YOUR OBJECTIVE: All the data below goes into the copy word for word, but the pictures don't.

RAW RECORDS:
»»
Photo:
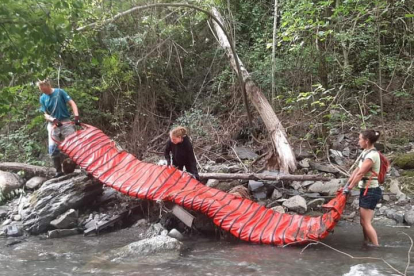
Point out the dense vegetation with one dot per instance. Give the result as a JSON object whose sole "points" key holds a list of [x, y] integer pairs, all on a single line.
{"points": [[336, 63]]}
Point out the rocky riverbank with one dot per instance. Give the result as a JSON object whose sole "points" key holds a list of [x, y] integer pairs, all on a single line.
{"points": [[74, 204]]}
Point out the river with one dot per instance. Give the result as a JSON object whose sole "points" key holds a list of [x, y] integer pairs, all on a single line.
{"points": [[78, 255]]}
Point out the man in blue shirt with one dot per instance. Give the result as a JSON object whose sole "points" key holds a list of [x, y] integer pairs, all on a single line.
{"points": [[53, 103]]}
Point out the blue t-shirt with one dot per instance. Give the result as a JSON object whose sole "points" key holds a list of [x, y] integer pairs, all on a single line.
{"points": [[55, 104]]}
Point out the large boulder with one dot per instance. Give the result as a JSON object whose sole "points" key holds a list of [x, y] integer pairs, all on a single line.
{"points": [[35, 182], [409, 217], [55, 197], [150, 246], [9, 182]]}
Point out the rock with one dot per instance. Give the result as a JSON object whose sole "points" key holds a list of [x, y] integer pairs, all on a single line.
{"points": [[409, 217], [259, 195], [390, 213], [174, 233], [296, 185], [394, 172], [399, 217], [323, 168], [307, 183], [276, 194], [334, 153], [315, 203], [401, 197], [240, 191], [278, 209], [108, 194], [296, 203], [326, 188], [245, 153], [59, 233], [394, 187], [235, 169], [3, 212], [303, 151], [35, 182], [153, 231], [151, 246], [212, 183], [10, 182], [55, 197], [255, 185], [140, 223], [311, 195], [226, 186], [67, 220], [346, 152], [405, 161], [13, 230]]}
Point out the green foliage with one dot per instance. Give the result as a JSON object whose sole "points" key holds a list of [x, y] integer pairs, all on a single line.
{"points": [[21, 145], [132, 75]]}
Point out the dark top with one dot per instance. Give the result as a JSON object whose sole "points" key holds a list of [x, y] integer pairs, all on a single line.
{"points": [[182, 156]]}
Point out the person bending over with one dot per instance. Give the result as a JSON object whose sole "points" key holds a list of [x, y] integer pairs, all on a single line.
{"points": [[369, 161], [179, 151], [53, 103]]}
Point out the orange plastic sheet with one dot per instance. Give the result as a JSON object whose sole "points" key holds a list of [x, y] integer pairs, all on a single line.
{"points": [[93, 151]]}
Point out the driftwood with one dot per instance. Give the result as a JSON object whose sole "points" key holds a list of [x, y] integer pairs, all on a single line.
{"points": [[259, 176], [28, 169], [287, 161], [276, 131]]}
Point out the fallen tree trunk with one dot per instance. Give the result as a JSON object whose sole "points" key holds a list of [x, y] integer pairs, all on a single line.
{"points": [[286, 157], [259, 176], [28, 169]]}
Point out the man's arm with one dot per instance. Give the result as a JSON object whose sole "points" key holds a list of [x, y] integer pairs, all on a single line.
««
SOLUTION FOR THIS PROBLEM:
Photo:
Point out the dense vegetation with one dot per instance. Give the result as a JSON object whose sole "points" key holds a list of [x, y] integer pairs, all on a single line.
{"points": [[336, 63]]}
Point out the rocky riverbank with one dot per instance. Give the result as a JSON object whose sole "points" key holds a list of [x, y] integer pairs, all on a single line.
{"points": [[74, 204]]}
Point out the river with one dot per instance. Give the result as a JSON object whose sole "points" key holds a list of [x, y] integer pairs, all on a single line.
{"points": [[78, 255]]}
Point out the man in blue shirt with one dot per instance. Give the result as a JSON object whose sole "points" key holds a list of [x, y] integer pairs, all on a single line.
{"points": [[53, 103]]}
Point out the blue t-shirt with one dot per instance. Give the result as a JSON object whose sole "points" key holds a list of [x, y] integer pairs, all on a single line.
{"points": [[55, 104]]}
Point out the large boulder with one dot per instance. Give the result as a JSON object whose sole "points" key holds a list of [x, y] integer pairs, all on a single line.
{"points": [[35, 182], [409, 217], [55, 197], [150, 246], [9, 182]]}
Point out the rock with one dot per instance. Give the result as a JSON object whose sole "points" key holds a list of [x, y] integer pairs, all on a single line.
{"points": [[409, 217], [259, 195], [390, 213], [174, 233], [296, 185], [394, 172], [399, 217], [323, 168], [307, 183], [276, 194], [334, 153], [315, 203], [401, 197], [240, 191], [278, 209], [108, 194], [296, 203], [326, 188], [245, 153], [59, 233], [394, 187], [235, 169], [3, 212], [303, 151], [35, 182], [153, 231], [151, 246], [212, 183], [10, 182], [55, 197], [255, 185], [140, 223], [311, 195], [226, 186], [67, 220], [346, 152], [405, 161], [13, 230]]}
Point out the green foliage with one dot per instance. Give the result as a JSON object whose sole "points" key holds a list of [x, y] integer pairs, all on a single line.
{"points": [[21, 145], [132, 75]]}
Point out the dark top with one dot per instance. Give the result as a JSON object whose sole "points" key holds a list of [x, y] integer pairs, all on a single line.
{"points": [[182, 156]]}
Point out the person bending over with one dot per instance. Give the result as a JSON object whose sole "points" key holds a list of [x, y] integer pairs, all on a single line.
{"points": [[369, 161], [179, 151], [53, 103]]}
Point out the orange plastic sheet with one dot per instance. Give the result as a JSON object whose sole "points" key holds a list of [x, y] integer pairs, all on a single line.
{"points": [[93, 151]]}
Point out the driftwood with one dot per instance. Give the result as a JSON object whose sole "points" key holds a list of [x, y] integer pairs, all on a single line.
{"points": [[259, 176], [28, 169], [287, 161], [276, 131]]}
Point out the fallen tree trunk with one dot per instance. Give the result as a JSON object whose sole "points" key holds a list of [x, y] integer pairs, all on a single line.
{"points": [[286, 157], [259, 176], [28, 169]]}
Point out the man's arm with one dot per instance. Give the result as a JSON object whose sole "points" key holds a list of [x, y] integer pairs, all on a single line.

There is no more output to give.